QUOTED TEXT »
+ + +
Friday, November 24, 2006

I think i'm fickle. Don't you? The few people whom i show my heart to seem to think so. And i'm not entirely sure why i seem to trust so easily now. Perhaps i'm finally becoming too lazy to continue being a cynic. It's hard to distrust what people say. It takes alot of energy to analyse every word people say, searching for the slightest hint of untruth or a hidden meaning. But thats not the point, my point is i think i'm fickle. I don't really have much of an idea of what i want now. Studies-wise of course i have an aim. But looking to the other aspects, i don't know where i'm headed really. i guess i've pretty much integrated back into my class, but its the 1 to 1 relationships with some people i can't say are really going well. After hearing things about a person, its very hard not to have your perspective change. And i'd rather not have had my perspective change, cuz its beginning to look to me like what i heard was true. A beautiful illusion shattered. But then again, it could jsut be paranoia. I suppose i've never truely been a good judge of character, what with my past mistakes with judgements.
Perhaps i'm being obnoxious. i should have noticed by now that its not gonna happen the way i want it to. I don't even know if i really want things to turn out that way. Excellent, i'm confused once more. And so should be anyone reading this. Forget it i'll think about this another day. Gotta open the lounge tmr again, pray the pest will not be there. Auf weidersehen.
+ + +
DATA EXTRACT »
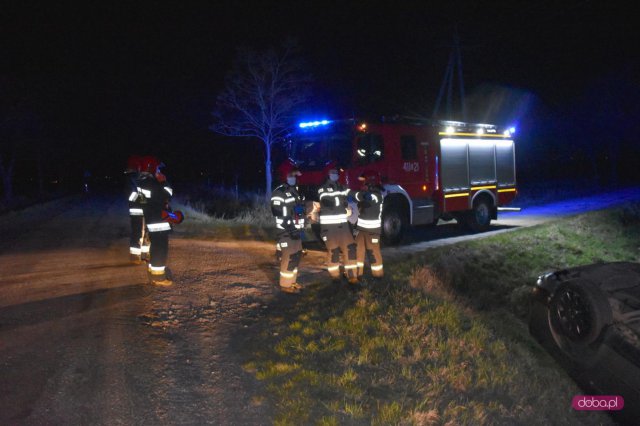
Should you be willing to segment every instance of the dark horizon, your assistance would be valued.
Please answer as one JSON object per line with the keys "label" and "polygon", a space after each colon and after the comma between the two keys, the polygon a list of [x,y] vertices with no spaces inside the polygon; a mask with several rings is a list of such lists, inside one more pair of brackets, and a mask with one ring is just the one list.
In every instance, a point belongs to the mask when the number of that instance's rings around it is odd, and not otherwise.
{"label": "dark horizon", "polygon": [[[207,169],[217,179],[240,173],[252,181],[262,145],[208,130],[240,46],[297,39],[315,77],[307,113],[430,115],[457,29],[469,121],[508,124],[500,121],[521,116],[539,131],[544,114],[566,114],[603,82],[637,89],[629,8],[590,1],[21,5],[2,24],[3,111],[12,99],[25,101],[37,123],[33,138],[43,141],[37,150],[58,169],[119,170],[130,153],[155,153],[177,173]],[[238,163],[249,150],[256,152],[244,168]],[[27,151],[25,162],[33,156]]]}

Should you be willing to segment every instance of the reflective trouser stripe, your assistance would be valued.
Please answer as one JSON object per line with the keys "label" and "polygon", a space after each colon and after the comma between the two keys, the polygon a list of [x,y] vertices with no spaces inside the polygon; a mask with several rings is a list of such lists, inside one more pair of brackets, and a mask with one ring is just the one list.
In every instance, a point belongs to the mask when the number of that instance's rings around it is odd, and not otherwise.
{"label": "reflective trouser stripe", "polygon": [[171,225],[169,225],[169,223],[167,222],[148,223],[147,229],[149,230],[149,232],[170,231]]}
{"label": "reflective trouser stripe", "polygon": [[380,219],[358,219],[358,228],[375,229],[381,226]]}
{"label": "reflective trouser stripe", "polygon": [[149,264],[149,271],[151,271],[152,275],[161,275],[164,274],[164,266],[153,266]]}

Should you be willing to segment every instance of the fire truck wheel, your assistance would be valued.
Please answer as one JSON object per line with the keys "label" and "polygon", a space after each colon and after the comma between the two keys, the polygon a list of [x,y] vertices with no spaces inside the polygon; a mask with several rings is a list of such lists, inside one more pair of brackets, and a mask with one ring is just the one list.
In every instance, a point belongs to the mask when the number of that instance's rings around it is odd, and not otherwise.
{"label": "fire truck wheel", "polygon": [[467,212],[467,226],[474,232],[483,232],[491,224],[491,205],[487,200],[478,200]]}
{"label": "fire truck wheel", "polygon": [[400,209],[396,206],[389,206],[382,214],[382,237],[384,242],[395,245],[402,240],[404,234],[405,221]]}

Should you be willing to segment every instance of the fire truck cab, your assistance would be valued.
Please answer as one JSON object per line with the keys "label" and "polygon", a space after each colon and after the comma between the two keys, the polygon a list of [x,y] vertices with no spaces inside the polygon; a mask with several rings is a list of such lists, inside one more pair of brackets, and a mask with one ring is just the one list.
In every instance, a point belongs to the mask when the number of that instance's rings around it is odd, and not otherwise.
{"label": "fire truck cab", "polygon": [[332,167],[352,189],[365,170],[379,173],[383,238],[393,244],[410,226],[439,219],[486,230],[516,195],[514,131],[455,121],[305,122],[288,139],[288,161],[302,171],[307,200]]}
+ + +
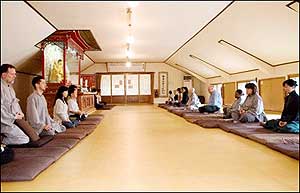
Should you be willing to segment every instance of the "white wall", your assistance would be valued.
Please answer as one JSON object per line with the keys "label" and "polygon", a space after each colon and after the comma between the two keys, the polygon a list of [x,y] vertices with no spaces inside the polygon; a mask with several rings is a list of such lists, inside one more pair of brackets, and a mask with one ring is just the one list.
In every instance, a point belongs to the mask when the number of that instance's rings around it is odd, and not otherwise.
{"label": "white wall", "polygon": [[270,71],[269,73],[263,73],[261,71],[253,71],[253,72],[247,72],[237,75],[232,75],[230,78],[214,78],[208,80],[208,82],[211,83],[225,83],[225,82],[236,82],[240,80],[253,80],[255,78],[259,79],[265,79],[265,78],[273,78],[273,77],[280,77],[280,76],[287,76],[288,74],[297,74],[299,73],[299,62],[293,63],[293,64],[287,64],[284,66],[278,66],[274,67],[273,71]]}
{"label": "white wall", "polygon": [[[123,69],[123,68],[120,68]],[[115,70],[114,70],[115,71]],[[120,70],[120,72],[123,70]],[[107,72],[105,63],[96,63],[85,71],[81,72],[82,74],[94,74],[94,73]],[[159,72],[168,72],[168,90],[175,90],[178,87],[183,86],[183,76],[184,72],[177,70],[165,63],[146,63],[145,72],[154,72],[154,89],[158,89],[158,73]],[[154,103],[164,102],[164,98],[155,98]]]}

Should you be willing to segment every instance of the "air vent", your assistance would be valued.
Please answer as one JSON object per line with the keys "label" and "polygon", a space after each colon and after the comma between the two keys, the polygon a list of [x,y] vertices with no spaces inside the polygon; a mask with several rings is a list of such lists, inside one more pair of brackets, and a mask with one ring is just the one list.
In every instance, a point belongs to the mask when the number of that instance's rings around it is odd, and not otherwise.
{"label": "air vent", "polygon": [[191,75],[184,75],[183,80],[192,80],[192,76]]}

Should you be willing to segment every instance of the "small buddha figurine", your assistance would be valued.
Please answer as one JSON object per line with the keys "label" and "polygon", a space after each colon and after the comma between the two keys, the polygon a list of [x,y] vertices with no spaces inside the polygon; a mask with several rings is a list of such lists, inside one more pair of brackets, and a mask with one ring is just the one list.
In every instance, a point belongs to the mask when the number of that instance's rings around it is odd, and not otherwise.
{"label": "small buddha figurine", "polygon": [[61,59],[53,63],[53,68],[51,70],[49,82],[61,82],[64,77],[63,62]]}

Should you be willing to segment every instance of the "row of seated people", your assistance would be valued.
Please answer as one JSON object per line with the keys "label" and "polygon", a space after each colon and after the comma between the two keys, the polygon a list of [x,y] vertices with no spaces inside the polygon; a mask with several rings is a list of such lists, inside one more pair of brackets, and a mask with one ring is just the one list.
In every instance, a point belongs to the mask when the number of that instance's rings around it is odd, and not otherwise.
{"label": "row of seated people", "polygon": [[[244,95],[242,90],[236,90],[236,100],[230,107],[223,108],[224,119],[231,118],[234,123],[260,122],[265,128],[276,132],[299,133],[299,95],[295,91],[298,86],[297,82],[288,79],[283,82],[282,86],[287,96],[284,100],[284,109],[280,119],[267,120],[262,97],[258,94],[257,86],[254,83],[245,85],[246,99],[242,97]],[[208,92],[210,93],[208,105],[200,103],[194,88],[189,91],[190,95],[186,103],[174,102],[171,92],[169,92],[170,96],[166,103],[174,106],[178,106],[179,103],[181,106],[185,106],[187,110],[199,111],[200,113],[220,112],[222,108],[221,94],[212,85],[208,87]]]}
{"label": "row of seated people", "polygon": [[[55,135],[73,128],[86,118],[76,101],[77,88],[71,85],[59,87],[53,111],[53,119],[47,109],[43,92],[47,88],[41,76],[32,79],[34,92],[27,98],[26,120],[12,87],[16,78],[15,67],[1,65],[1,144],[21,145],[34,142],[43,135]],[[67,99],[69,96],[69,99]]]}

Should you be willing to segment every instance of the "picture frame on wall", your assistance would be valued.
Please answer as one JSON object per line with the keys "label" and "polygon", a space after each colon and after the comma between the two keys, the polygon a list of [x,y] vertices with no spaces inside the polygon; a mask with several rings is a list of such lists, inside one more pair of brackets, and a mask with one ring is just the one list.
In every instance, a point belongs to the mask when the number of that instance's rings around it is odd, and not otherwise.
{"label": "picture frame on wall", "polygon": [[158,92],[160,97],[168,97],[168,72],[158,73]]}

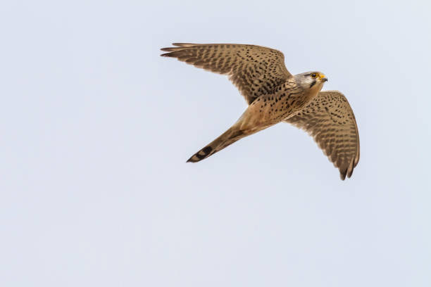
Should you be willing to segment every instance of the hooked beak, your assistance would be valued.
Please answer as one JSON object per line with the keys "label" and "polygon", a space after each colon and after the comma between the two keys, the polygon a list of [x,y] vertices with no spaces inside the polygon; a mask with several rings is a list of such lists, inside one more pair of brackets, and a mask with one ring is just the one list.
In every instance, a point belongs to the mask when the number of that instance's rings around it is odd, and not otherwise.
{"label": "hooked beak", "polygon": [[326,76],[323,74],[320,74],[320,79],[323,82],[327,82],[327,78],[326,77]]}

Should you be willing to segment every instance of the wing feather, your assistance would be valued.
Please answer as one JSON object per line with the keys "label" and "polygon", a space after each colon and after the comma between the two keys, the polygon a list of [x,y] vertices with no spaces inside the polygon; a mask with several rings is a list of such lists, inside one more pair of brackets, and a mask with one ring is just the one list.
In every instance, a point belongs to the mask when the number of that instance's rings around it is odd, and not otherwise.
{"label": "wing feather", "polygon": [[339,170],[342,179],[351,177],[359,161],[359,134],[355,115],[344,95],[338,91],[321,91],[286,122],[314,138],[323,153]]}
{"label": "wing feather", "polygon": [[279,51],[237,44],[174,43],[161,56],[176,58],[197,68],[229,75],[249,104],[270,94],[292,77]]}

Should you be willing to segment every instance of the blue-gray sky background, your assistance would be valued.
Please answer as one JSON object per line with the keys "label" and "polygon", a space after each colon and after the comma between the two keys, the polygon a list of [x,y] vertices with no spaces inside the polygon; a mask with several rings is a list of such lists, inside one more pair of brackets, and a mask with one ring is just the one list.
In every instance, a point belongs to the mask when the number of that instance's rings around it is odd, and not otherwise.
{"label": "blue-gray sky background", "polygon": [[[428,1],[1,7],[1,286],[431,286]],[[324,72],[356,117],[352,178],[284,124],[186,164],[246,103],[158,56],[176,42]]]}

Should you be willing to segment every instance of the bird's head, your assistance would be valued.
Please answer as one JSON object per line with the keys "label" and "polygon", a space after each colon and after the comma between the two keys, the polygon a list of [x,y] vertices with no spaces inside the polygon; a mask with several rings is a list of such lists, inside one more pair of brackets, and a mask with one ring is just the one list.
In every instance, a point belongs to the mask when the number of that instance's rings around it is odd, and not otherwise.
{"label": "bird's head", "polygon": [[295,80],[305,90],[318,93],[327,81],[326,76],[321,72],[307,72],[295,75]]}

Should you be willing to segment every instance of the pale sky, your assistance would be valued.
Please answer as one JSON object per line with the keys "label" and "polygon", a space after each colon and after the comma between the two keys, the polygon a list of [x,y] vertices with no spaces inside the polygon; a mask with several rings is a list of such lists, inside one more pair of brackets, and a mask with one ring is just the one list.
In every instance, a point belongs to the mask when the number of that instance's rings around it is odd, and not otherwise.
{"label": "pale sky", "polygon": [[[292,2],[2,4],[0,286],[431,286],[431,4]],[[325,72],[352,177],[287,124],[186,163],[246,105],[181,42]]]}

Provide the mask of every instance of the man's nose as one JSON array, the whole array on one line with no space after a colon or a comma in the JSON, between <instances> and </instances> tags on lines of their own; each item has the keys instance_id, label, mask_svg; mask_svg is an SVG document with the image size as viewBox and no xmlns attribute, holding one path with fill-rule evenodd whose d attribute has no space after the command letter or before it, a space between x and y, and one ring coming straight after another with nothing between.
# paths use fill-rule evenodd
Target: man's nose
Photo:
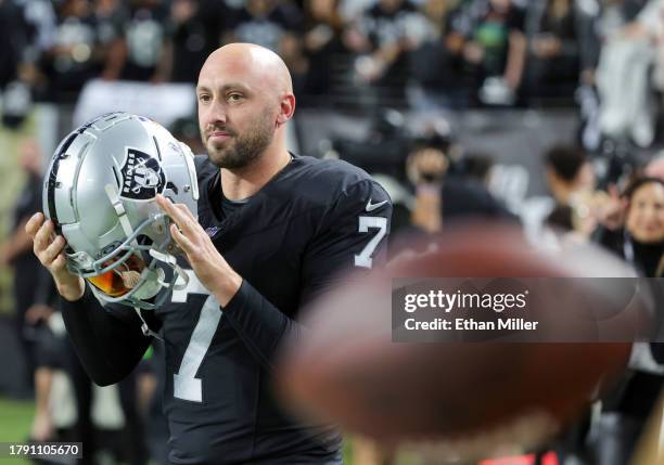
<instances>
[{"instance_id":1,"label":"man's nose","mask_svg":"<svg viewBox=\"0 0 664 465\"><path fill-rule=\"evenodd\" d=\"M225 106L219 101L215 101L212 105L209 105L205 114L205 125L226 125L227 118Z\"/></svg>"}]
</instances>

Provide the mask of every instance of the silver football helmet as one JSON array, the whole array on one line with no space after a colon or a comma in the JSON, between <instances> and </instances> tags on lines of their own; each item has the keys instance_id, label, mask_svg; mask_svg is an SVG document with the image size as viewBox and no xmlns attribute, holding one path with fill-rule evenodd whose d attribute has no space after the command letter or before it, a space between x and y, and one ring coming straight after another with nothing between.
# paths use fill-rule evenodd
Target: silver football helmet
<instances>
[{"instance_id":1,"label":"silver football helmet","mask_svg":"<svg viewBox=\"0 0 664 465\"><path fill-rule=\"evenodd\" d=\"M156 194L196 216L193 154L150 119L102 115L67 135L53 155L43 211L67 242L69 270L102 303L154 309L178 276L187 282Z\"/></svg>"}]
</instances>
+ + +
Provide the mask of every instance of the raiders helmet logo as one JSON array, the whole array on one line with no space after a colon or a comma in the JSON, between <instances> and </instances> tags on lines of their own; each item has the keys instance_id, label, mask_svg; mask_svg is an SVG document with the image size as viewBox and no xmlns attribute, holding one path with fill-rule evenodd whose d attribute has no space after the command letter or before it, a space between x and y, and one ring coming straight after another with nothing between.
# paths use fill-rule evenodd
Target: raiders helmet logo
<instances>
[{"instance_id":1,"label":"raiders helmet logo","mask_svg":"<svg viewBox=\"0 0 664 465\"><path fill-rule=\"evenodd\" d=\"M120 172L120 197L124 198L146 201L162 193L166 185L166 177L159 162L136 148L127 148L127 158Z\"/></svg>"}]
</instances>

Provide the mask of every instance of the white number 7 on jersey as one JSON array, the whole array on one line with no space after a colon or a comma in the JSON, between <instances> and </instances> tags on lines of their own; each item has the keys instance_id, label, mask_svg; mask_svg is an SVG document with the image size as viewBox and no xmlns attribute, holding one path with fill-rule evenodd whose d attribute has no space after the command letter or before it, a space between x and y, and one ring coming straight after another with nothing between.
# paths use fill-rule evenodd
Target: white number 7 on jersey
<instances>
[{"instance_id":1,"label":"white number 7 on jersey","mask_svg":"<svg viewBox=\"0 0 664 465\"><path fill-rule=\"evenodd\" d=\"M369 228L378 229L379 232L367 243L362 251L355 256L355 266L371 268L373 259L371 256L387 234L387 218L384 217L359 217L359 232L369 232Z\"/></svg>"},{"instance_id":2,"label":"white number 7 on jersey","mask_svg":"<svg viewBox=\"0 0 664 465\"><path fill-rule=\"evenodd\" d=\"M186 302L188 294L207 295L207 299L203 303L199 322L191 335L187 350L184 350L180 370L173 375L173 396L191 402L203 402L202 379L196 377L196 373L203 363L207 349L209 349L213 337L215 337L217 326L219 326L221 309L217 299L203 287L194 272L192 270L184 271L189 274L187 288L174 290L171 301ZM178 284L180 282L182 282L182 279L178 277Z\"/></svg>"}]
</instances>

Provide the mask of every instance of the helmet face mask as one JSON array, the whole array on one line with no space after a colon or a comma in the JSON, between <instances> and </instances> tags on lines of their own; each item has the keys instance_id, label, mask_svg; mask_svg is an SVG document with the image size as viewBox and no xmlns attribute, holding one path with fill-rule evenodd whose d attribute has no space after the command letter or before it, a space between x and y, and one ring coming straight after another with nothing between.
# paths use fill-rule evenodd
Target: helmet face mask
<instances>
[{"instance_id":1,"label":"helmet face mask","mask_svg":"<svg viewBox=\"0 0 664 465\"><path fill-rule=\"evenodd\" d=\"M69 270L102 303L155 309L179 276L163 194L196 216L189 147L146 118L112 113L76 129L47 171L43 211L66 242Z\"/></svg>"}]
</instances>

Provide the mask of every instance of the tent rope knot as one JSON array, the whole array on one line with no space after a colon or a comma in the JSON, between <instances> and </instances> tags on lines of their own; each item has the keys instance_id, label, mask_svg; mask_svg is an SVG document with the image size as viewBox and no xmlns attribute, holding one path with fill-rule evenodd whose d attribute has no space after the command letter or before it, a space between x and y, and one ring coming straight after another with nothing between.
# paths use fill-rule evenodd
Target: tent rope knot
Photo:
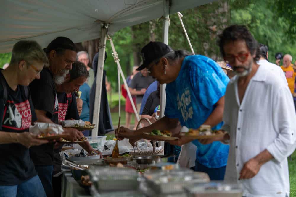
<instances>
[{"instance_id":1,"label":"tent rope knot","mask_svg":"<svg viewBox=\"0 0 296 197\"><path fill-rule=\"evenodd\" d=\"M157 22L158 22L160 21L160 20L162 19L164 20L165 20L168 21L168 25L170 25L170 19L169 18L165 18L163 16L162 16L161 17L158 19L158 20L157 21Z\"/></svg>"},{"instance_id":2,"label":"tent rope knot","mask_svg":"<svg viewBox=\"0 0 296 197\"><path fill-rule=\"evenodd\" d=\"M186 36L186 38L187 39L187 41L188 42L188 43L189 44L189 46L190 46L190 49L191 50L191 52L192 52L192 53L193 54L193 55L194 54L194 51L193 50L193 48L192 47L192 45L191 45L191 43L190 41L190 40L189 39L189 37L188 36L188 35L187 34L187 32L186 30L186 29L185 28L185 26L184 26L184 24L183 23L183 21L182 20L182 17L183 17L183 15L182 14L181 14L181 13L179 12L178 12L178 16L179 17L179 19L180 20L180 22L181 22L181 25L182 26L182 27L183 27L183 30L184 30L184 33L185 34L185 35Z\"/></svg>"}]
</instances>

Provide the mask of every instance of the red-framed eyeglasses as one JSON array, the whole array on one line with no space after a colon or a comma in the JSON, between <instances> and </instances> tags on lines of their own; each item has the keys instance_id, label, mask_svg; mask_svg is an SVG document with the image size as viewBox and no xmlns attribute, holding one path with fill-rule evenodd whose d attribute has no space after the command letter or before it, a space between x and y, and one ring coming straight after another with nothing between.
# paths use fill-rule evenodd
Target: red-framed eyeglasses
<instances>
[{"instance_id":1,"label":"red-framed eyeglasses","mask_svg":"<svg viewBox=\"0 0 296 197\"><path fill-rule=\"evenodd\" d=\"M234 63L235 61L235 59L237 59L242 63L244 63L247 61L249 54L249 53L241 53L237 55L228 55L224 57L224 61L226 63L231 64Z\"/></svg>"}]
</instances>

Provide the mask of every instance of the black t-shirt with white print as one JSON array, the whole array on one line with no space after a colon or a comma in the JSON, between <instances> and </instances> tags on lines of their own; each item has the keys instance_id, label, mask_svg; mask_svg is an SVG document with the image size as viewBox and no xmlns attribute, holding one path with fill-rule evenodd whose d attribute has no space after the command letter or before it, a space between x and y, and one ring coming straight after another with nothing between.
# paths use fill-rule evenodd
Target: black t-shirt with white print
+ + +
WRITTEN EXERCISE 1 »
Summarize the blog post in two sentences.
WRITTEN EXERCISE 2 »
According to the blog post, what does the writer have to do tomorrow?
WRITTEN EXERCISE 3 »
Write out the passage of the blog post starting with "Perhaps i'm being" and going on through "there. Auf weidersehen.".
The data can be set aside, since none of it is needed here.

TASK RESPONSE 1 »
The writer feels fickle, trusts people more easily than before, and has a clear aim for studies but no sense of direction in other parts of life. Although back in step with the class, the writer finds some one-to-one relationships going poorly after hearing things about a person, and ends up confused and putting the matter off for another day.

TASK RESPONSE 2 »
Open the lounge again.

TASK RESPONSE 3 »
Perhaps i'm being obnoxious. i should have noticed by now that its not gonna happen the way i want it to. I don't even know if i really want things to turn out that way. Excellent, i'm confused once more. And so should be anyone reading this. Forget it i'll think about this another day. Gotta open the lounge tmr again, pray the pest will not be there. Auf weidersehen.